[Materials provided — start]

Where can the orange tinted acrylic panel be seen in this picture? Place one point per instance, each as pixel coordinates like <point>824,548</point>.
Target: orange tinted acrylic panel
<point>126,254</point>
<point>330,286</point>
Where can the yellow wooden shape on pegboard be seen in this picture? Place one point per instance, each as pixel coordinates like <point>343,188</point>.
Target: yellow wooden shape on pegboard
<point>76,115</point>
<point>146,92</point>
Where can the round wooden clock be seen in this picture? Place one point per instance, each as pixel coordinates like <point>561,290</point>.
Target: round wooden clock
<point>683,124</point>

[Materials provided — finish]

### [What you need to do]
Each line of the data is to be transcribed exactly.

### [Written response]
Where can the orange tinted acrylic panel be seen in this picture? Place one point per instance, each as pixel coordinates like <point>824,548</point>.
Target: orange tinted acrylic panel
<point>126,254</point>
<point>330,286</point>
Where can the yellow wooden shape on pegboard be seen in this picture? Place one point per instance, each as pixel coordinates like <point>343,188</point>.
Target: yellow wooden shape on pegboard
<point>76,115</point>
<point>146,92</point>
Where can the round wooden clock be seen in this picture? Place one point per instance, each as pixel coordinates like <point>561,290</point>.
Target: round wooden clock
<point>683,124</point>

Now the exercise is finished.